··· SELECTED PASSAGE ···
# No team for Horner yet?



## shomyoface (Nov 24, 2007)

I thought it was expected last week. Perhaps he put his eggs in the Alonzo basket and got burned - I believe that was the rumor?!


----------



## 80turbota (Dec 3, 2011)

For some reason I thought he had resigned with Leopard/Trek. Maybe that deal went away with Trek buying the team?


----------



## Rokh On (Oct 30, 2011)

It is alleged he wants $1m a year and a 2yr deal ... and he is 41 years old? Might have something to do with it.


----------



## Mosovich (Feb 3, 2004)

Probably has a lot to do with it.. Great guy, but historically he has shot himself in the foot either with his mouth or attitude..


----------



## JSR (Feb 27, 2006)

Mosovich said:


> ...but historically he has shot himself in the foot either with his mouth or attitude..


???? Examples?


----------



## Mosovich (Feb 3, 2004)

Several comments he made in the Vuelta, (would have to look for them), look back at the beginning of his career with FDJ..


----------



## aclinjury (Sep 12, 2011)

I think teams will be hesitant to give anybody 42 y/o a $2mil contract in a what is still a fringe sport, with some teams going belly up or struggling to stay afloat. Reality is biatch.


----------



## Dan Gerous (Mar 28, 2005)

He was asking 1 million per year before the Vuelta (which made not much sense then), he might be asking more now. His age and his lack of performance on a regular basis is one part of the puzzle but even if teams thought he was worth it, most teams have already secured their big budget riders, this late in the season, they're usually signing the cheaper gregarios to build teams around the team leaders they have... and many teams are already full.

He should be able to find a job but maybe not at the price he wants, for as long as he wants and maybe not even on a WorldTour level team... But as far as I can tell, his management and Trek had not stopped talking.


----------



## looigi (Nov 24, 2010)

So, now he's broken ribs in the World's crash. Sheesh....


----------



## Local Hero (Jul 8, 2010)

looigi said:


> So, now he's broken ribs in the World's crash. Sheesh....


I've broken ribs. A few weeks off the bike followed by low intensity and he'll be fine -- aside from the discomfort, it's not a bad injury to get at the end of the season.


----------



## upstateSC-rider (Aug 21, 2004)

Good early season,
crash,
Wins a GT,
crash.
Can't catch a break.


----------



## looigi (Nov 24, 2010)
··· DATA EXCERPTS ···
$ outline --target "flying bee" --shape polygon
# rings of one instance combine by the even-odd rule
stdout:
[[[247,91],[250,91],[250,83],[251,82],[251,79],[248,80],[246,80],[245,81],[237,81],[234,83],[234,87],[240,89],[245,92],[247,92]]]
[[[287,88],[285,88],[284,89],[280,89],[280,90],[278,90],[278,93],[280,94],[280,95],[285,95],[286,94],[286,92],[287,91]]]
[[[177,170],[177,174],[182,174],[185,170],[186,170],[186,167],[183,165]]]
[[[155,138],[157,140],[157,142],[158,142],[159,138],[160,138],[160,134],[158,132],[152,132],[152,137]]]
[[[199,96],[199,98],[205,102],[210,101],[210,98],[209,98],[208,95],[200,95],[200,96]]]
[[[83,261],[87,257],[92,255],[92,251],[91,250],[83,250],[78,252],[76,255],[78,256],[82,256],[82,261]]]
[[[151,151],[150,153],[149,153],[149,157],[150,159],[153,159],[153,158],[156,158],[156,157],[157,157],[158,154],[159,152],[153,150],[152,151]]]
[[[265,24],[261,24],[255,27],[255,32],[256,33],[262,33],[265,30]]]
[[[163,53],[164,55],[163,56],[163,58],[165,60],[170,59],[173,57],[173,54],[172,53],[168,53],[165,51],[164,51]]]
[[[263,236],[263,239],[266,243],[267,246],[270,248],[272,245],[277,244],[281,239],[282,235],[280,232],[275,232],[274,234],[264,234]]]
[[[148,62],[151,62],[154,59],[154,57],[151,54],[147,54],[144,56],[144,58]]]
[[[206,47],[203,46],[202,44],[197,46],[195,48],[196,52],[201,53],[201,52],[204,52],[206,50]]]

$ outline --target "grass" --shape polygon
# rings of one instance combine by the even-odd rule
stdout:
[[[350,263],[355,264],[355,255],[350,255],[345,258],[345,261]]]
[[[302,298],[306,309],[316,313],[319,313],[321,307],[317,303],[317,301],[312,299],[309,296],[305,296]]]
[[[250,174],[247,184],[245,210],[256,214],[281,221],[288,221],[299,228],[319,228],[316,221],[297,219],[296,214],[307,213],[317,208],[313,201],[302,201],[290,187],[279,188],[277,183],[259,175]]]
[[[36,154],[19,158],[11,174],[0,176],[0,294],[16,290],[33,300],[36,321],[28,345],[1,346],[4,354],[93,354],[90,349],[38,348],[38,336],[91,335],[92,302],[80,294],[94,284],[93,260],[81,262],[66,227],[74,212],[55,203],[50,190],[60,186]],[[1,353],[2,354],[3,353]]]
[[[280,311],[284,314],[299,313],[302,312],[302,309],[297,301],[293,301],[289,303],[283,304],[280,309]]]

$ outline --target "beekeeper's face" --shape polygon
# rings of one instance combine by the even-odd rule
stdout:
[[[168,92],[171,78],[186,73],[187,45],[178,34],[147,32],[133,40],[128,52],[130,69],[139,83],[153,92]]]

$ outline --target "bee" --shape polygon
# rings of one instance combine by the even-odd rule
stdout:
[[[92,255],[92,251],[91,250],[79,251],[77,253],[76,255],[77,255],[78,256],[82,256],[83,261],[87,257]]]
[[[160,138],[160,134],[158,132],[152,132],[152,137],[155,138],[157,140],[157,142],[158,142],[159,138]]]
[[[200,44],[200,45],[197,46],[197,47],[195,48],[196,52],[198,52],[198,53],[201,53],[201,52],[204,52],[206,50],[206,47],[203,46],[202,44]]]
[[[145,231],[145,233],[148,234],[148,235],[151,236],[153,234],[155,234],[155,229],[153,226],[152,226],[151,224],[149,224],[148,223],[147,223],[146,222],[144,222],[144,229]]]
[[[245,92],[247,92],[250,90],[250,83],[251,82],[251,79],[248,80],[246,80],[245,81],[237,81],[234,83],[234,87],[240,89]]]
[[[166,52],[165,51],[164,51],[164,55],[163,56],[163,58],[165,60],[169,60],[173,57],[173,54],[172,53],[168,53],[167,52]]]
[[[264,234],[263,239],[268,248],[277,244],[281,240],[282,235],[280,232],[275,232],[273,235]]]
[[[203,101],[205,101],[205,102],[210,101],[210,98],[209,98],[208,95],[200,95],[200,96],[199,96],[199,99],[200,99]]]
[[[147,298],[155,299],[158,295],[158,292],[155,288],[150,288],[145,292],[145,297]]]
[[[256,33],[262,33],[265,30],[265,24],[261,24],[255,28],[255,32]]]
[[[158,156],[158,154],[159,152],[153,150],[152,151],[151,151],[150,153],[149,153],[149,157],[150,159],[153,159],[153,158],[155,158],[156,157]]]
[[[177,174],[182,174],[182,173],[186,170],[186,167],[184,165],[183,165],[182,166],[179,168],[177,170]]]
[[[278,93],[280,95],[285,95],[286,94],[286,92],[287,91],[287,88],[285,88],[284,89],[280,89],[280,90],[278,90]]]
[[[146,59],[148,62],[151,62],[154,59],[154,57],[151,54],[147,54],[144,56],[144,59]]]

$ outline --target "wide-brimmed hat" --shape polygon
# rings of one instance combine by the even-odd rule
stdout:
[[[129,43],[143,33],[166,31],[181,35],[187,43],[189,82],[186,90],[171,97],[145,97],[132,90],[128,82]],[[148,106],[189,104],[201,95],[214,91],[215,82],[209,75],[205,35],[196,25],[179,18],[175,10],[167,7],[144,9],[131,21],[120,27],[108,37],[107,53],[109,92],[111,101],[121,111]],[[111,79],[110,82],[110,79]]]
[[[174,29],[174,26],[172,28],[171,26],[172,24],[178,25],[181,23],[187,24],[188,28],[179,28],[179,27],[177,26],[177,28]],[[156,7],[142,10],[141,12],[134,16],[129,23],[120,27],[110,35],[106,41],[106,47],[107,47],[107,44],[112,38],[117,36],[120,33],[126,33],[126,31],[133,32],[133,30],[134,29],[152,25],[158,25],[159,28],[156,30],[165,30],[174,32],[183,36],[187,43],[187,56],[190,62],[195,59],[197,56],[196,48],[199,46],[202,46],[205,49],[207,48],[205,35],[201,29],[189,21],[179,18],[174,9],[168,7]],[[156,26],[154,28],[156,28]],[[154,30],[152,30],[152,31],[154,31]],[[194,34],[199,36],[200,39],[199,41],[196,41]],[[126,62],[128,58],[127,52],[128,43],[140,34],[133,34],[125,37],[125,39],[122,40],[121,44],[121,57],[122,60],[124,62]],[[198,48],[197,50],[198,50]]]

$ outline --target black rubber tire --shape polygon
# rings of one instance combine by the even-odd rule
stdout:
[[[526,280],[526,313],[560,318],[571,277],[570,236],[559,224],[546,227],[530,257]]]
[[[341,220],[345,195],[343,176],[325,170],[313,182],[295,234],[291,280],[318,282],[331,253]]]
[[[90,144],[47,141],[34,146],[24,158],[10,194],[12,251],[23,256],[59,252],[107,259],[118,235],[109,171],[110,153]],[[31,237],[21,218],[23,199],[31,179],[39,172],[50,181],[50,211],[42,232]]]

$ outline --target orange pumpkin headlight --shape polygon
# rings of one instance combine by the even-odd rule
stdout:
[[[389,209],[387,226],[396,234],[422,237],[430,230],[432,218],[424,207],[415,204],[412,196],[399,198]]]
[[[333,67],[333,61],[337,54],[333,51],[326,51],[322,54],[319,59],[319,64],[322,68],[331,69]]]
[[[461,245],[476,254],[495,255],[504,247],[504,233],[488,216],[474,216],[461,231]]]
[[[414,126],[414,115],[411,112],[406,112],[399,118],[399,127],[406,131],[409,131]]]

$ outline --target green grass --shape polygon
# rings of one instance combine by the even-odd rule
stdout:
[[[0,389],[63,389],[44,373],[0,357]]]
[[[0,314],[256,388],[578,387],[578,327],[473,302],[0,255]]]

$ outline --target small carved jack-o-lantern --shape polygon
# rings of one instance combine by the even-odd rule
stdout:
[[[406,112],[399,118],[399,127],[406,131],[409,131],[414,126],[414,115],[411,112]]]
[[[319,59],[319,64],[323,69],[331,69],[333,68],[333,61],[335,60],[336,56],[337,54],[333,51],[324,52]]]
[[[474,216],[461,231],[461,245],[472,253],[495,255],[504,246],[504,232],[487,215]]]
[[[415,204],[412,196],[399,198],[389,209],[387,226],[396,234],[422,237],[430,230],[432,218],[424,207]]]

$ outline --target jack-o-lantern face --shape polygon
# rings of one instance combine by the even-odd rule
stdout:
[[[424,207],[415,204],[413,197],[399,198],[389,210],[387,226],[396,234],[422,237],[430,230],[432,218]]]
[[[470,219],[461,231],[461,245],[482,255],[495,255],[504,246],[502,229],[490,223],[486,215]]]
···
··· DATA EXCERPTS ···
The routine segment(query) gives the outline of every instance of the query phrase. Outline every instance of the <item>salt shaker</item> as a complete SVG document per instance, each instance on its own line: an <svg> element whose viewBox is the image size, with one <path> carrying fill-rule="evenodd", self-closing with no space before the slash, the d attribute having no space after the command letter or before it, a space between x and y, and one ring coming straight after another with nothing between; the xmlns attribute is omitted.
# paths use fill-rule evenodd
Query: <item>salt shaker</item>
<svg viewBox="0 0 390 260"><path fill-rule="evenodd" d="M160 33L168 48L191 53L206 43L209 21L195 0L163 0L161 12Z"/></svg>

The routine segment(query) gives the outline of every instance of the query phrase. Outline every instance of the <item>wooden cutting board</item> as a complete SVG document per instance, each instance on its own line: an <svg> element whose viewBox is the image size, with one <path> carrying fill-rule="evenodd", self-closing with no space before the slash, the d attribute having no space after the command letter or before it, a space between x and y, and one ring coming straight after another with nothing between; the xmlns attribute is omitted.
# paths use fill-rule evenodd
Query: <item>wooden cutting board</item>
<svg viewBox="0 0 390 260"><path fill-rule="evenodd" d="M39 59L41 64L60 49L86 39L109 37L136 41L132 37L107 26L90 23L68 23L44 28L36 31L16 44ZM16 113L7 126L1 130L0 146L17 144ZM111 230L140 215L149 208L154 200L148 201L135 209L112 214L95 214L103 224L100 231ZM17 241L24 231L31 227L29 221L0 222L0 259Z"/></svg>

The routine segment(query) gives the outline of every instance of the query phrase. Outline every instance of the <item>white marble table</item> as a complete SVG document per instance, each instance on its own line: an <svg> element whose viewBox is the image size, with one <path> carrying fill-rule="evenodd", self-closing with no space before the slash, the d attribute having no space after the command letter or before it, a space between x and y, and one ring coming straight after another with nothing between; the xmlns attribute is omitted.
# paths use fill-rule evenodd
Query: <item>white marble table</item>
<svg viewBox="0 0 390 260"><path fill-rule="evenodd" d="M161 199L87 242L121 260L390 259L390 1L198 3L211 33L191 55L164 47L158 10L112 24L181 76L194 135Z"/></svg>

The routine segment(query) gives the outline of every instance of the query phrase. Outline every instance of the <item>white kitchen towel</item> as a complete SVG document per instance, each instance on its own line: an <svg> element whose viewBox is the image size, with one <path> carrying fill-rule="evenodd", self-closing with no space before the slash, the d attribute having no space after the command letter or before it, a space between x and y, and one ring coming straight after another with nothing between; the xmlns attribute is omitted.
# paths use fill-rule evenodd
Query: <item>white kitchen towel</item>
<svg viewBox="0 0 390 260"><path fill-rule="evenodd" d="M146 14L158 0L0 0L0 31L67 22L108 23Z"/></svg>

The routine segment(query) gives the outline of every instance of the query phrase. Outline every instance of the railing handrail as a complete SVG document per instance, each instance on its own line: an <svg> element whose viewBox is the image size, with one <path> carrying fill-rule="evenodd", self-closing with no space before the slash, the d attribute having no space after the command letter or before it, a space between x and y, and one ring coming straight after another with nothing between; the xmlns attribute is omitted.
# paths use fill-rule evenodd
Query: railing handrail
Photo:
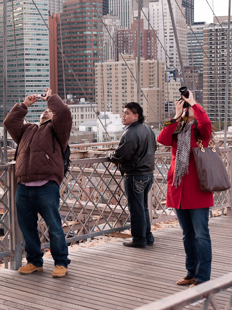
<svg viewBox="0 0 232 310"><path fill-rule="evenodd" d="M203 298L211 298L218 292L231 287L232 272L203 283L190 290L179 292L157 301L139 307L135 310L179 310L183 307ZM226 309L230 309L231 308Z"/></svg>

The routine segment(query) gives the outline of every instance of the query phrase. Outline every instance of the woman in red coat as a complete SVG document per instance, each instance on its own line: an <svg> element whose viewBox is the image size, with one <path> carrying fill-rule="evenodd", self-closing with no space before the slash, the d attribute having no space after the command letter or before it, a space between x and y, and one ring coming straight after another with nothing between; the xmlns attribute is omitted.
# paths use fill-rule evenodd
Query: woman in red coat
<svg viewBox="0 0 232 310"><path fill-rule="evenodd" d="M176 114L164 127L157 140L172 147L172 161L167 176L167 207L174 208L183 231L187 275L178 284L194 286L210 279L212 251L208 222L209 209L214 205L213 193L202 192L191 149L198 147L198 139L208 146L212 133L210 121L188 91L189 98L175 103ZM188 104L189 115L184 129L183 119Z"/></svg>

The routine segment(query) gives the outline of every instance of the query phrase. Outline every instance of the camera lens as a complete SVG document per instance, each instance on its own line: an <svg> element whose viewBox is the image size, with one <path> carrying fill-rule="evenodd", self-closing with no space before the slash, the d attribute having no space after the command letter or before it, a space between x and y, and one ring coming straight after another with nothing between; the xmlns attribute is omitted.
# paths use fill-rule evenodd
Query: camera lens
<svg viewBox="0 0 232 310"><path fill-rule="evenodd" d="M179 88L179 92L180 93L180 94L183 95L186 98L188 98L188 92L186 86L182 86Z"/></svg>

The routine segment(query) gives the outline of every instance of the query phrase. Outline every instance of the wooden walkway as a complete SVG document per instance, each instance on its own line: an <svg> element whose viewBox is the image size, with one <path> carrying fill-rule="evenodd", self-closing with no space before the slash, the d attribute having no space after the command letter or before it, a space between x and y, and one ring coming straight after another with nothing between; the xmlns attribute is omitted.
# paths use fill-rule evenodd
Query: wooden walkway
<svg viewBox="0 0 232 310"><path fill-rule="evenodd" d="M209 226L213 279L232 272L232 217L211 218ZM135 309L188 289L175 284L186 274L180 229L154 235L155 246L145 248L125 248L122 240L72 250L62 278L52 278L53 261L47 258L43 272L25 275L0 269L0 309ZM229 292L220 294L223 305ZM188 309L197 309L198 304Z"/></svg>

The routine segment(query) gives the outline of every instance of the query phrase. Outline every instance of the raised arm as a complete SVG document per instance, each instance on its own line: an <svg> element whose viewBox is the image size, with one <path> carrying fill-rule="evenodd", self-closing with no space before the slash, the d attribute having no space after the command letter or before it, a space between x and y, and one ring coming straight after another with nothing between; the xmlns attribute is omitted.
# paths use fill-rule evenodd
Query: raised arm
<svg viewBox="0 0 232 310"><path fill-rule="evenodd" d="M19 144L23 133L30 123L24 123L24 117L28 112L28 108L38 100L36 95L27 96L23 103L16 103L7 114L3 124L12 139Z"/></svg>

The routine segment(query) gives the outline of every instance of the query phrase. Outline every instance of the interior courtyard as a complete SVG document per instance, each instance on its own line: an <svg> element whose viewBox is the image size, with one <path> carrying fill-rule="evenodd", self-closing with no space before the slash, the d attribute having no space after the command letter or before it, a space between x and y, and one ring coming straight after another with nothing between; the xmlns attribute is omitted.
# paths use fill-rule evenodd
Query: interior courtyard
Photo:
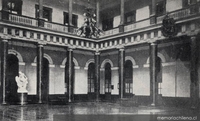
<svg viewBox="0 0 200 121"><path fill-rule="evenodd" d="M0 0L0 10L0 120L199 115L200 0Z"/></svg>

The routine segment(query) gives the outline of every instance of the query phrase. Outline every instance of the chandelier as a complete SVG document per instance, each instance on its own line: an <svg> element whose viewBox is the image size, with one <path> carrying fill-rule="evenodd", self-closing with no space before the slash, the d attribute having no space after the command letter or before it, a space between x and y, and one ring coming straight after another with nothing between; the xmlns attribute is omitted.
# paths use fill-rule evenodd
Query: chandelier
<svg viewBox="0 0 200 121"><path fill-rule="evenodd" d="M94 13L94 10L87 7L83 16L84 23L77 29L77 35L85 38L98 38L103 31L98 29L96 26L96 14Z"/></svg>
···
··· DATA EXCERPTS ···
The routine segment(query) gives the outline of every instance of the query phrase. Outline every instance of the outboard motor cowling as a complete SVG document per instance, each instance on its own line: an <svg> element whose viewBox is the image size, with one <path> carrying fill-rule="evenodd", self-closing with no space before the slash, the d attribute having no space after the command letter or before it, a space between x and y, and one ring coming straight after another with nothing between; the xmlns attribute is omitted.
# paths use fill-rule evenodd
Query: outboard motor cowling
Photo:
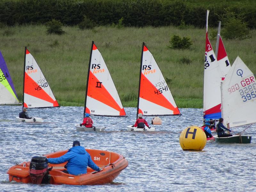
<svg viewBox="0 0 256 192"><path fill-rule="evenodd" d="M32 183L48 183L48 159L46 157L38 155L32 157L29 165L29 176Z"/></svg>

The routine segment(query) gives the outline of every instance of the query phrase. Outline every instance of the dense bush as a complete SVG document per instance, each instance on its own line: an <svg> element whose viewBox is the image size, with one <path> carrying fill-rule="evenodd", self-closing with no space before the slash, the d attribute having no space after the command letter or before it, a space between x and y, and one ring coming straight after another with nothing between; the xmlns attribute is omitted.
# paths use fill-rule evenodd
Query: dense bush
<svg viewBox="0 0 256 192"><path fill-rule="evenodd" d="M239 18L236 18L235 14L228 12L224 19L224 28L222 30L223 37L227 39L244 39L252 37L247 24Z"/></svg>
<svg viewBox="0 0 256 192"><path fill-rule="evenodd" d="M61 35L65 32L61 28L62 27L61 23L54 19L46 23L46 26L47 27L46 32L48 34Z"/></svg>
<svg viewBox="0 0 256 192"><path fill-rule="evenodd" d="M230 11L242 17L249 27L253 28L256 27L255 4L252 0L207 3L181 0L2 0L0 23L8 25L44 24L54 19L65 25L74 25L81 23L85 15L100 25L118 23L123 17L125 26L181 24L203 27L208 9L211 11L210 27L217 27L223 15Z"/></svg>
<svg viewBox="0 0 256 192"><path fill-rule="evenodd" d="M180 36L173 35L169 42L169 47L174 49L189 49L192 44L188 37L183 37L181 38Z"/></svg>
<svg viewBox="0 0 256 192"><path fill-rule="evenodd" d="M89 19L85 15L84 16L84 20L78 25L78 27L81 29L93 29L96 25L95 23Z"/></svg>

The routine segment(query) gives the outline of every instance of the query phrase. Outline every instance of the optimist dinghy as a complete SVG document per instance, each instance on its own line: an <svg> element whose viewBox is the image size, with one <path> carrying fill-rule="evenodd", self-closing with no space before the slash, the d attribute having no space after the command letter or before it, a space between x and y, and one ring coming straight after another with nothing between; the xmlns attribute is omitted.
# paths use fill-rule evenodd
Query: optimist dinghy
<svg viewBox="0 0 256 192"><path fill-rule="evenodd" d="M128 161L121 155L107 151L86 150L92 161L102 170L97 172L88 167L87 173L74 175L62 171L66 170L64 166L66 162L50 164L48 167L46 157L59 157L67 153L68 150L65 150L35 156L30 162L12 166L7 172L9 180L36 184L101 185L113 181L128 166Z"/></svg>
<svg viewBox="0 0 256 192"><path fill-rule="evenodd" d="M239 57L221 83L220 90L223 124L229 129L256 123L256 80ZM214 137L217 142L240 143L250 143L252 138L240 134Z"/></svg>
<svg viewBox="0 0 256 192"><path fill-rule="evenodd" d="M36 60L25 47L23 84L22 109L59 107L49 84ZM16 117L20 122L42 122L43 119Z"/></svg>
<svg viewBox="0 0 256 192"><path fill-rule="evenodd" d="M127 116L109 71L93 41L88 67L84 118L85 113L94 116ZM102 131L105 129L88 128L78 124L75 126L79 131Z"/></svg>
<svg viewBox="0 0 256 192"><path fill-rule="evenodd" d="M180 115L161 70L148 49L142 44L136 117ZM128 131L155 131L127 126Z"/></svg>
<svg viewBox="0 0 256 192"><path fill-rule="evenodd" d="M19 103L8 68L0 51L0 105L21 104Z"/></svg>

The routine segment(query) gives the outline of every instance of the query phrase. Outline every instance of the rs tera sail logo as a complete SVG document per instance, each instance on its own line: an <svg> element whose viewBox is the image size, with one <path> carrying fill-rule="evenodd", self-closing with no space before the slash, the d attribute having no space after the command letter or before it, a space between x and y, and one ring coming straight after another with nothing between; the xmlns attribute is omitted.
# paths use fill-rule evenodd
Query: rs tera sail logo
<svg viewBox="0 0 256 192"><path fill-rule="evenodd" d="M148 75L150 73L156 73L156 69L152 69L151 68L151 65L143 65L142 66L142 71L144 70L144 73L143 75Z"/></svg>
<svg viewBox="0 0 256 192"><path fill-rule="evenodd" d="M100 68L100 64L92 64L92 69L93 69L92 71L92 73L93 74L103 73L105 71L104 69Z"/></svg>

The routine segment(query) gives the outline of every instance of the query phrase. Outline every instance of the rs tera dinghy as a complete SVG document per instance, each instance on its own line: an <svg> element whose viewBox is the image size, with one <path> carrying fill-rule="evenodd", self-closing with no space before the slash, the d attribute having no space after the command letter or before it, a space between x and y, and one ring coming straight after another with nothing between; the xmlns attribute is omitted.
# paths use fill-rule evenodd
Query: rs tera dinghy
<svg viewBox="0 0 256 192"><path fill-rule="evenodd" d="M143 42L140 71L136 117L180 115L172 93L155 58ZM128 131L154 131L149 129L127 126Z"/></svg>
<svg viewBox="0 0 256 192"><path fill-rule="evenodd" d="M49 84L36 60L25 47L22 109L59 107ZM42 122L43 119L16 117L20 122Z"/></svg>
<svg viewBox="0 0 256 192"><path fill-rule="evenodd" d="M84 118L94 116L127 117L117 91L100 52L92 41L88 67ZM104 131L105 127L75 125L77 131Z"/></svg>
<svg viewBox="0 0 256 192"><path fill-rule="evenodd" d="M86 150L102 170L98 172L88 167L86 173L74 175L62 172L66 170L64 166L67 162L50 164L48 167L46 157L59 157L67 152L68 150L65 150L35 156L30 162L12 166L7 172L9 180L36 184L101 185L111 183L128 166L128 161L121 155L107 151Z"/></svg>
···
## STATED PROBLEM A
Answer these questions about the forum thread on Horner's search for a team:
(i) According to Rokh On, how long a deal is Horner alleged to want?
(ii) What injury did Horner get in the World's crash?
(iii) Which team does Mosovich name from the beginning of Horner's career?
## STATED PROBLEM B
Do these statements agree with the forum thread on Horner's search for a team? For each, answer yes or no and quote the words that decide it.
(i) 80turbota thought Horner had signed again with Leopard/Trek.
(ii) Dan Gerous says Horner's management and Trek had stopped talking.
(iii) Local Hero calls broken ribs a bad injury to get at the end of the season.
## STATED PROBLEM C
Can you carry on the forum thread about Horner's search for a team from the point where it stops?
The items play no part in what comes next.

## OUTPUT A
(i) A 2-year deal.
(ii) Broken ribs.
(iii) FDJ.

## OUTPUT B
(i) Yes: "For some reason I thought he had resigned with Leopard/Trek."
(ii) No: "But as far as I can tell, his management and Trek had not stopped talking."
(iii) No: "it's not a bad injury to get at the end of the season."

## OUTPUT C
Local Hero said:


> I've broken ribs. A few weeks off the bike followed by low intensity and he'll be fine -- aside from the discomfort, it's not a bad injury to get at the end of the season.


Yes, of course. Any single injury like that is usually no huge deal, except perhaps in his case where he's been out of commission so much for injuries and he's looking for a job. It can add to the perception that he's old, frail, injury prone and accident prone.


----------



## spade2you (May 12, 2009)

He gets in a crash on the way to a new contract.


----------



## PaxRomana (Jan 16, 2012)

Horner's in a bad spot too, as many teams are closing up shop: Euskaltel, Sojasun, Vacansoleil, Saxo is having problems, etc. 

Lots of competition for contracts now as riders from these teams are all looking for jobs.


----------



## Mosovich (Feb 3, 2004)

If I remember correctly from an earlier article, he said his season was over... I think it'd behoove him to recover and get back out there.. The fact he's spent more of this year injured than any thing else is not a good negotiating tool.. Especially when one of those injuries has to do with your knees.. I agree to that with so many younger strong riders on the market it'll be tough.. Also, didn't he say he wanted to be a team leader? Can't see that happening at Trek..


----------



## harlond (May 30, 2005)

Mosovich said:


> If I remember correctly from an earlier article, he said his season was over... I think it'd behoove him to recover and get back out there.


Get back out there to what?


----------



## misterwaterfallin (Sep 14, 2012)

I think that fact that he wants to be a GC leader at the grand tours and that he wants a 2 year deal are making it tough for him. I hope he finds a team but I doubt his demands will all be met.


----------



## upstateSC-rider (Aug 21, 2004)

There are a couple of local Masters teams he could ride for, no slackers though, he better be prepared to work.


----------



## JSR (Feb 27, 2006)

Ok, it's official, he was going to go with the Alonso project. Oops.


----------



## looigi (Nov 24, 2010)

Here's a current interview with Horner in which he said he had some sort of agreement with Alonso, and that Trek hasn't been eager sign him up, at least with the commitment he's looking for...

Horner Q&A: Looking for a job, releasing data, and winning at 41 - VeloNews.com


----------



## Guest (Oct 6, 2013)

Well I have no idea if he will find his team but I wish him the best.


----------



## LostViking (Jul 18, 2008)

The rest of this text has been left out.